WORK TO DO:
Write what comes next in the travel account of Bursa's Koza Han and Grand Mosque, starting right after its final sentence.

TEXT TO READ:
The 2nd floor walkway, lined with silk and souvenir shops

View from the second floor

Looking into the courtyard

Square outside of the market

It was so warm out that I was about ready to jump into that fountain, the water looked so nice!

Near the market

On the way to Koza Han

Oh yeah, and the walk there was also a bit unexpected. I plotted a route from the metro stop to Koza Han without any clue about what was along the way. It turned out that most of the walk was on this massive pedestrian market street called the “Long Bazaar”. It was PACKED with people, and if I wasn’t enjoying people-watching so much, I might have wished that it was a little calmer.

Right next to Koza Han is the Grand Mosque of Bursa, or Ulu Camii, built in the late 1390s. It’s the biggest mosque in Bursa which is already enough to make it worth a visit, but there’s also an uncommon interior feature – a fountain, directly in the center of the mosque.


Fountain inside the mosque

There’s one of those “maybe true or maybe not but told like it’s fact” stories associated with the construction of the mosque and the strange addition of the fountain. The story goes that the Ottoman Sultan wanted to build a grand mosque for Bursa, the capital at the time. He started buying plots of land, but one old woman repeatedly refused to sell… and her property, of course, was in the very center of the site. When the woman died, her land was acquired, and construction of the mosque finally moved forward. She didn’t leave a will or anything, so legally, no one knew her final intentions for her property. To avoid the risk of having people pray on potentially illegitimately acquired land, the architects were directed to place a fountain there. In another version of the story, the woman had a dream that finally changed her mind, and after she sold the land, the fountain was built there in her honor.

DATA SHOWN:
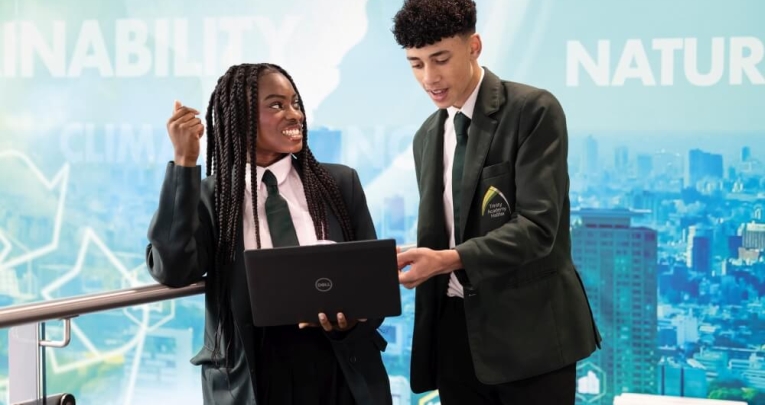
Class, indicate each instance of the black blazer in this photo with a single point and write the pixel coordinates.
(525, 305)
(180, 252)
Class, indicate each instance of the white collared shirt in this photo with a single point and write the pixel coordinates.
(291, 188)
(450, 142)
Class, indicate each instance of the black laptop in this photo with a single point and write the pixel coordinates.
(289, 285)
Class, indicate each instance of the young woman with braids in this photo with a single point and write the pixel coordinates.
(255, 115)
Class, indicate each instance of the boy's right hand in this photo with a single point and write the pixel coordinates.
(185, 131)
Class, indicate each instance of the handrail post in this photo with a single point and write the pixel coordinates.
(25, 366)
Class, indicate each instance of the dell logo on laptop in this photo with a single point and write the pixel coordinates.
(323, 284)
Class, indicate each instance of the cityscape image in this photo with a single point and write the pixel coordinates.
(666, 165)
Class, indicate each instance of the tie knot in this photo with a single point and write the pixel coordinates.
(270, 181)
(461, 124)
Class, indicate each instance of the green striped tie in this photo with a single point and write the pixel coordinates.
(278, 214)
(461, 124)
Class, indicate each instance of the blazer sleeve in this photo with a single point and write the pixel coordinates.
(364, 228)
(541, 176)
(180, 233)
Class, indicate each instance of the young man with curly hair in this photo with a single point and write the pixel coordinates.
(501, 315)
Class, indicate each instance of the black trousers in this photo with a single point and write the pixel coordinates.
(299, 367)
(458, 385)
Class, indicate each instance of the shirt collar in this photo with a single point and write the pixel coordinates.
(281, 169)
(469, 106)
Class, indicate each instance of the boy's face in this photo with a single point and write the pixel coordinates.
(447, 69)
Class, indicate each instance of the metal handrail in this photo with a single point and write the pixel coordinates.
(65, 308)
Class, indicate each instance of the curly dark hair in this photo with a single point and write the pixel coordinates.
(424, 22)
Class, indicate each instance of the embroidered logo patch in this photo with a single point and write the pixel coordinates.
(494, 203)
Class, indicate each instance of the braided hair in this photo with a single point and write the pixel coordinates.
(232, 131)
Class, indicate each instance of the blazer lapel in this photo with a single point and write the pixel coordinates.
(480, 136)
(432, 183)
(335, 232)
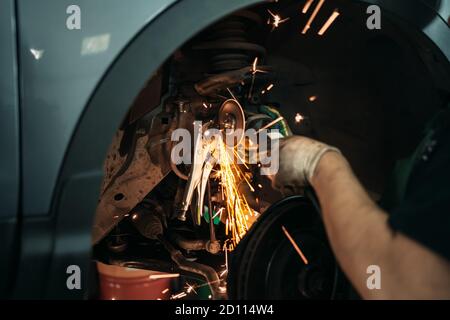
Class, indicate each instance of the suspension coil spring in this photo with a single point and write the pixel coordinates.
(230, 43)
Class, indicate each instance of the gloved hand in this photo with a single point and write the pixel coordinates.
(298, 159)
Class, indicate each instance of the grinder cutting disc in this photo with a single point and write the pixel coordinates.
(232, 121)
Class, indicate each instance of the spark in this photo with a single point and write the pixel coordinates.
(231, 94)
(295, 245)
(163, 276)
(179, 295)
(313, 16)
(219, 212)
(299, 118)
(269, 87)
(231, 175)
(307, 6)
(254, 70)
(223, 272)
(254, 65)
(277, 20)
(329, 22)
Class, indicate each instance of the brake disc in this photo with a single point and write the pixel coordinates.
(265, 264)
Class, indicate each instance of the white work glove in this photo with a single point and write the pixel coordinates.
(298, 159)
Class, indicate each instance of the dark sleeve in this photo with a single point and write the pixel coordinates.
(424, 215)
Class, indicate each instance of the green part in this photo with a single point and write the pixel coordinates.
(206, 216)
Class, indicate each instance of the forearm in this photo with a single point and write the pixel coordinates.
(356, 226)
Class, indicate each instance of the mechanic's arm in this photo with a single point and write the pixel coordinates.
(360, 236)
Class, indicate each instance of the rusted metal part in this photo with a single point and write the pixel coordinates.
(145, 171)
(128, 179)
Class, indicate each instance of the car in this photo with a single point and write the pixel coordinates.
(82, 80)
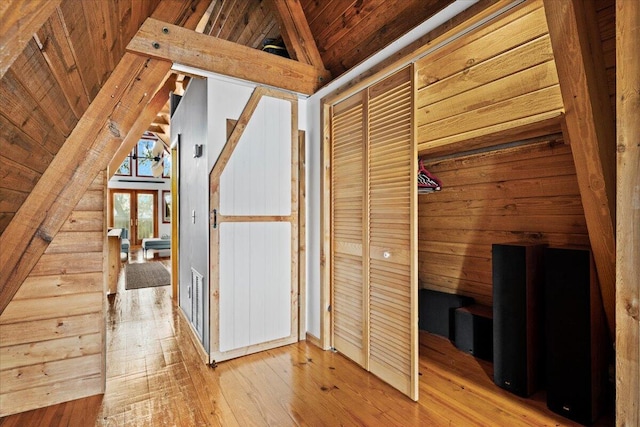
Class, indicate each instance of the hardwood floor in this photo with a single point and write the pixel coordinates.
(155, 378)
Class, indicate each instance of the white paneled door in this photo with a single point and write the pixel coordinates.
(255, 236)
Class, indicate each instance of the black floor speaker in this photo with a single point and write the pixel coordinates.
(576, 335)
(517, 316)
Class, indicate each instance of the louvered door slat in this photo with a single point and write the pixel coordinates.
(348, 221)
(393, 339)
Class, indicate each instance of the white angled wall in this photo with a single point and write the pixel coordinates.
(257, 178)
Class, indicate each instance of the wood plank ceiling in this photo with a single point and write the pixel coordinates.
(48, 87)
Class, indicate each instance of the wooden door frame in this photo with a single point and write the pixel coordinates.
(134, 209)
(235, 129)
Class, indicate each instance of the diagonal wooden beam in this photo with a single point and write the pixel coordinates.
(590, 130)
(19, 20)
(236, 133)
(628, 217)
(142, 123)
(296, 33)
(160, 40)
(87, 151)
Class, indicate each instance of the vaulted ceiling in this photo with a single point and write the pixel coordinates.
(56, 55)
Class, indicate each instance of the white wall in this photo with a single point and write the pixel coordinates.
(227, 98)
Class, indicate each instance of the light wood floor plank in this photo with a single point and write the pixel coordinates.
(155, 378)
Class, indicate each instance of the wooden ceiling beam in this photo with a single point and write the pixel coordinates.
(19, 20)
(87, 151)
(590, 128)
(142, 123)
(160, 40)
(296, 33)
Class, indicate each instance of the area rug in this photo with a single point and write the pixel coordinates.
(146, 275)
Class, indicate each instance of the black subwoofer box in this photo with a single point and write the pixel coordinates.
(474, 330)
(517, 316)
(576, 335)
(435, 311)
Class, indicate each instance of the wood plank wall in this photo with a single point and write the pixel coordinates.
(52, 332)
(527, 193)
(606, 16)
(497, 78)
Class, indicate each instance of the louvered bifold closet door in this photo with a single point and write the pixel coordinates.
(393, 336)
(348, 229)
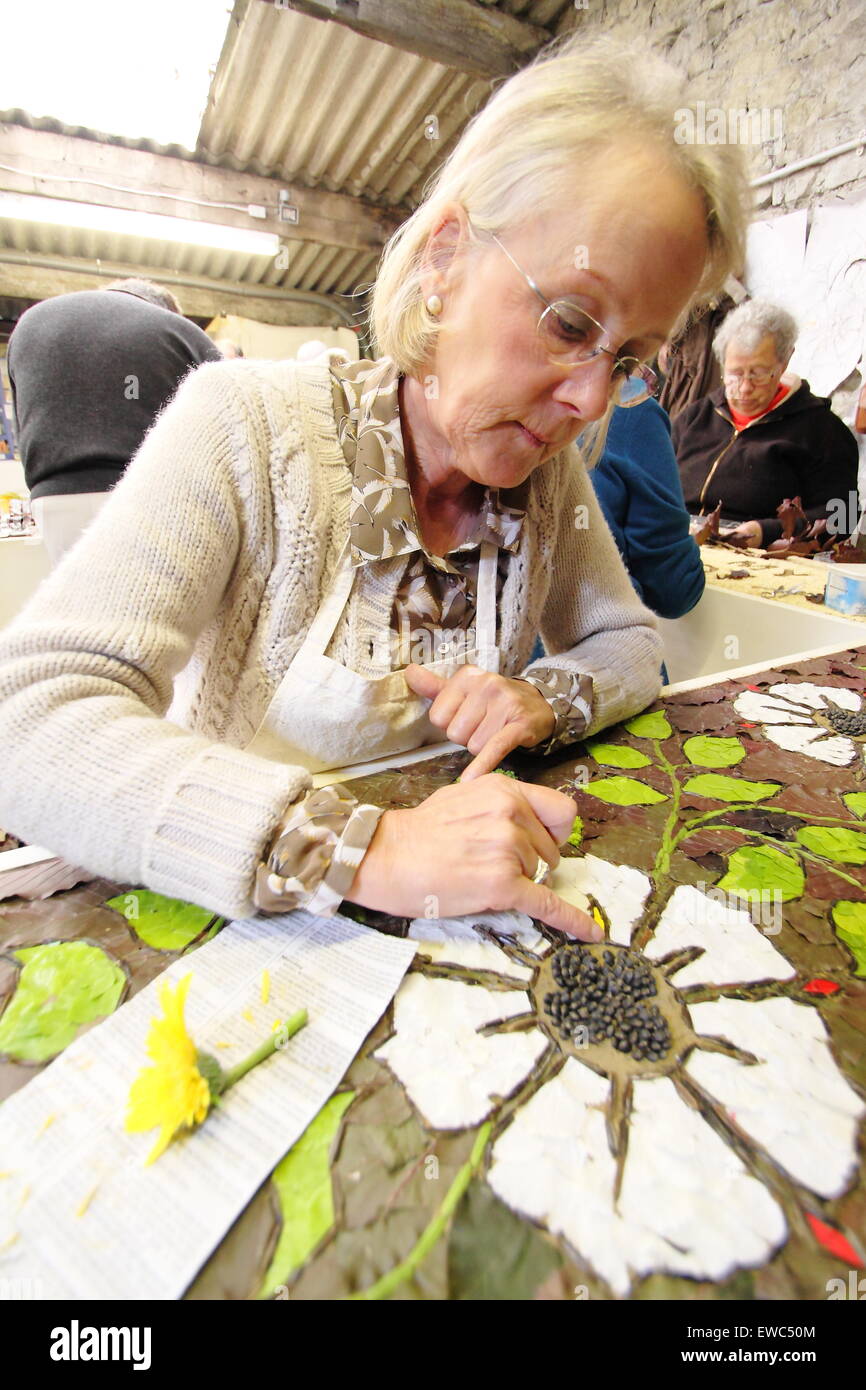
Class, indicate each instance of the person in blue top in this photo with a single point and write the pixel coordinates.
(638, 488)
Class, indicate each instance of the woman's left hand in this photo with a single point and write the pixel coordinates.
(489, 715)
(748, 534)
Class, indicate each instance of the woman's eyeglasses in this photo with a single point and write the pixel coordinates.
(573, 338)
(759, 377)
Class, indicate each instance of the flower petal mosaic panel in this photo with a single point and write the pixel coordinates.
(676, 1112)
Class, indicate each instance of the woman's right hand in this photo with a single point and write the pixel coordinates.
(471, 847)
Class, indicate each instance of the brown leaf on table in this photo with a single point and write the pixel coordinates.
(774, 763)
(813, 801)
(790, 512)
(705, 695)
(826, 886)
(702, 719)
(709, 530)
(239, 1264)
(847, 553)
(706, 841)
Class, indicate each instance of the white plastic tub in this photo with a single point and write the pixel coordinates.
(733, 634)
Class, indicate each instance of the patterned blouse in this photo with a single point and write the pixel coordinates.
(323, 837)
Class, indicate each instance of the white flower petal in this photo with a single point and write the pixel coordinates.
(734, 950)
(462, 929)
(622, 891)
(687, 1205)
(449, 1070)
(812, 741)
(795, 1102)
(816, 697)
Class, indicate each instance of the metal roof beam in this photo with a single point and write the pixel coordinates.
(111, 175)
(459, 34)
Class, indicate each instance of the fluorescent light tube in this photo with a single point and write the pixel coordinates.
(120, 221)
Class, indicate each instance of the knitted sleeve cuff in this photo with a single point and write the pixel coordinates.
(316, 852)
(211, 827)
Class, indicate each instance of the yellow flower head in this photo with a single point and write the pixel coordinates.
(173, 1093)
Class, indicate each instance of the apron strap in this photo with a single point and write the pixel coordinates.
(324, 624)
(485, 597)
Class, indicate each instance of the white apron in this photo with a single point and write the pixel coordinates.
(325, 716)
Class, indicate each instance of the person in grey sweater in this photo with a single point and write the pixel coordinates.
(306, 567)
(89, 374)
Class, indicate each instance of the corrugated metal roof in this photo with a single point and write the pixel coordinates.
(317, 104)
(330, 270)
(309, 103)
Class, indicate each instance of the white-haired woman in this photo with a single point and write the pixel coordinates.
(763, 437)
(350, 563)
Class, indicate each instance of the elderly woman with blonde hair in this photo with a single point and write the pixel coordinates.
(762, 437)
(317, 565)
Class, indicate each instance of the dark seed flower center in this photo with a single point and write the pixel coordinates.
(845, 720)
(602, 998)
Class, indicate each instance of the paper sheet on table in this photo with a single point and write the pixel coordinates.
(776, 249)
(822, 282)
(146, 1232)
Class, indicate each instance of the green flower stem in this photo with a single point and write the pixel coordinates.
(389, 1282)
(669, 841)
(266, 1048)
(688, 826)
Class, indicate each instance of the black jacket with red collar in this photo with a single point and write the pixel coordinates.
(799, 449)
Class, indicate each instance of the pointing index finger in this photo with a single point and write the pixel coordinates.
(491, 755)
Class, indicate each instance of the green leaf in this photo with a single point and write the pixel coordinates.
(850, 920)
(303, 1182)
(649, 726)
(495, 1255)
(706, 751)
(729, 788)
(164, 923)
(61, 987)
(623, 791)
(758, 870)
(844, 847)
(617, 755)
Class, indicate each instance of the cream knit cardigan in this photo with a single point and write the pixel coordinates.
(210, 559)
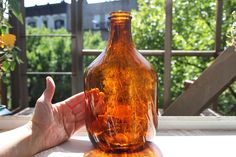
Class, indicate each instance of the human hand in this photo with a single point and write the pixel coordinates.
(53, 124)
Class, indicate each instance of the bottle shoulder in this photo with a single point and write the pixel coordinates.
(119, 59)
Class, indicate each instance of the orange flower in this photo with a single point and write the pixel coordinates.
(7, 40)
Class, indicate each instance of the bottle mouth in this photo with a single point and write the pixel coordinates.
(120, 15)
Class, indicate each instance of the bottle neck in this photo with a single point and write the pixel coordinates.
(120, 32)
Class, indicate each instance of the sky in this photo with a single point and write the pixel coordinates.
(42, 2)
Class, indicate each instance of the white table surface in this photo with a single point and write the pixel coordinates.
(176, 137)
(166, 146)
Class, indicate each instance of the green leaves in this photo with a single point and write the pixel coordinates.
(193, 29)
(14, 6)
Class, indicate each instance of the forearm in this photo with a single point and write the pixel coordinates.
(18, 142)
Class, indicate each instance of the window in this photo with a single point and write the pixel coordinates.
(96, 22)
(59, 24)
(32, 24)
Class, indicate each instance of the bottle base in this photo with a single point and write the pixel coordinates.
(117, 147)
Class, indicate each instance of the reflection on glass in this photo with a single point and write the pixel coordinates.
(150, 150)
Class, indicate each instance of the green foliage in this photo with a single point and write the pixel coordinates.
(193, 29)
(53, 54)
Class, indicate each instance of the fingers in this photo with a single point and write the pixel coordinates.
(75, 100)
(50, 90)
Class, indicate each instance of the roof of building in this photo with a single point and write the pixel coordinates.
(47, 9)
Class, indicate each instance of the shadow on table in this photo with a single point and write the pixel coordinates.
(150, 150)
(84, 148)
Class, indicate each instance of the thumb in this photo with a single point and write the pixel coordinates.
(50, 90)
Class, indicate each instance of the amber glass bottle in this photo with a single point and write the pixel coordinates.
(120, 93)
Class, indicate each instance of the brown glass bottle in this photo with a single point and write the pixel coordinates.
(120, 92)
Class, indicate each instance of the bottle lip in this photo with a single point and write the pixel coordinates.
(121, 15)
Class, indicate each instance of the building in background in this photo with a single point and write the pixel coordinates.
(95, 15)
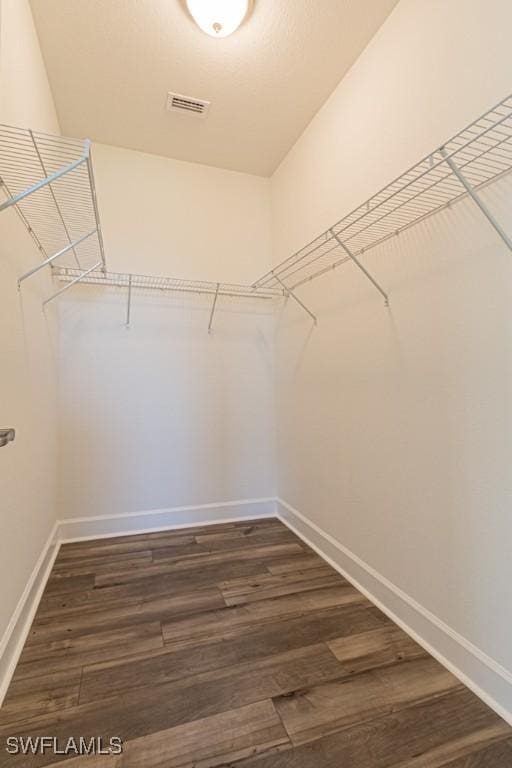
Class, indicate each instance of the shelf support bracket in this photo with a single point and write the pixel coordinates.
(73, 282)
(48, 261)
(43, 183)
(213, 307)
(129, 303)
(476, 198)
(289, 292)
(361, 267)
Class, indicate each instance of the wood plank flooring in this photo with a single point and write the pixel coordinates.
(233, 645)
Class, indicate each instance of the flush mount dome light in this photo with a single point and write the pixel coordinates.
(218, 18)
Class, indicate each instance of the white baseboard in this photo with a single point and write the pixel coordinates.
(83, 528)
(14, 637)
(484, 676)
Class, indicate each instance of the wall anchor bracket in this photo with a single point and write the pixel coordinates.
(361, 267)
(213, 307)
(289, 292)
(476, 197)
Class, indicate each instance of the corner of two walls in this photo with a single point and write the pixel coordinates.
(163, 417)
(28, 342)
(394, 424)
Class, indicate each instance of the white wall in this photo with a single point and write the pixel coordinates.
(163, 414)
(395, 425)
(28, 375)
(163, 216)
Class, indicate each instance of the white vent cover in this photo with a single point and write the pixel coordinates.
(187, 105)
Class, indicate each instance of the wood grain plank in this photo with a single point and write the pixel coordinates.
(40, 695)
(224, 545)
(316, 712)
(244, 644)
(194, 630)
(101, 564)
(266, 585)
(158, 609)
(498, 755)
(180, 564)
(213, 741)
(70, 583)
(146, 587)
(91, 648)
(298, 562)
(403, 738)
(124, 545)
(301, 671)
(167, 706)
(386, 645)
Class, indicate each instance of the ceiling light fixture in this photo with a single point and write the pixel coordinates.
(218, 18)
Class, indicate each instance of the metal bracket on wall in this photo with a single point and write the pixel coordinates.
(476, 198)
(289, 292)
(51, 259)
(73, 282)
(363, 269)
(129, 303)
(213, 307)
(6, 436)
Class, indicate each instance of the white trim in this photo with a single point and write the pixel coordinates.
(488, 679)
(16, 632)
(174, 518)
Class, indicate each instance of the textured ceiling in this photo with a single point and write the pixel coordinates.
(112, 62)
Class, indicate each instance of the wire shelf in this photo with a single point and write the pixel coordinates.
(166, 284)
(61, 212)
(482, 152)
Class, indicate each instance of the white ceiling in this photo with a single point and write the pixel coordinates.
(112, 62)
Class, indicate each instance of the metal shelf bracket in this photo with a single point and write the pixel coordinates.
(213, 308)
(73, 282)
(476, 198)
(6, 436)
(363, 269)
(289, 292)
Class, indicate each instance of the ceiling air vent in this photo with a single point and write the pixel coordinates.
(187, 105)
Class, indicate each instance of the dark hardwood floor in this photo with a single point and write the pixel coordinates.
(233, 645)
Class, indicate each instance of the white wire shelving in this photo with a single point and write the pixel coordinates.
(50, 182)
(133, 282)
(476, 156)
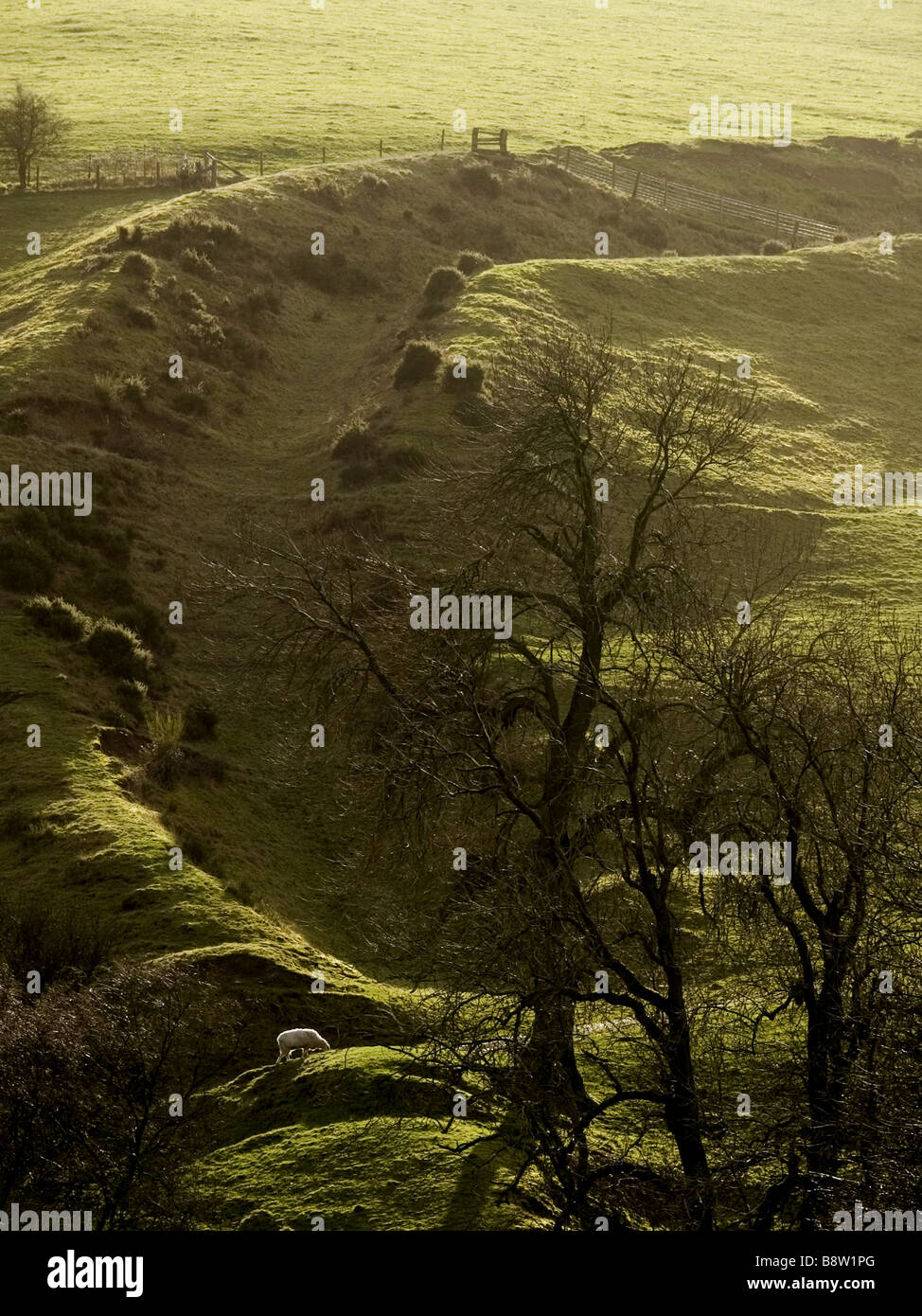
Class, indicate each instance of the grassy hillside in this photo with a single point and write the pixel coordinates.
(277, 354)
(601, 75)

OUTPUT OF THE EXERCISE:
Another fountain view

Dome over the fountain

Some of the paintings inside were very nice

The mosque is HUGE!

So much space, and it seemed like all of it was being used! There were tourists, people praying, kids running around, moms hanging out, people studying and reading… it was like a community center.

After leaving the Grand Mosque, we had just enough time to make it to another well-known mosque in the city, the Green Mosque (Yesil Camii), before having to head to the metro and start our trek back to the hostel. This mosque was built in 1424 by Sultan Mehmet I and gets its name from, you guessed it, the green color of the interior décor.

Another covered market that we happened to stumble into. So many Turkish flags!

Window at the end of the market

We wove our way through the streets, only getting lost maybe once or twice… no comment on who was navigating (it was me)… before arriving at the mosque JUST as afternoon prayer was starting. Perfect timing… NOT!

Since I’m a woman and the women in that mosque have a separate prayer room (sometimes it’s within the same central space but is along the side or in a balcony or something, but this time it was a whole separate room), I couldn’t go in to see the main sanctuary while prayer was happening. I was happy to be able to just look in the window though. The details were all spectacular!

If we had all the time in the world, we would have waited around until prayer time was over and we could wander around as we pleased. Since we absolutely did not have all the time in the world, we had to run out before it was over, and I had to be content with my through-the-window views (not so bad, honestly, but that does mean I don’t have any interior pictures… okay actually I have no pictures because I completely forgot to take some of the outside. It was hectic when we got there, and we were in a rush when we left. Oops).

This weirdo building is the “Panorama Conquest Museum” which tells the story of the conquest of Bursa and the foundation of the Ottoman Empire.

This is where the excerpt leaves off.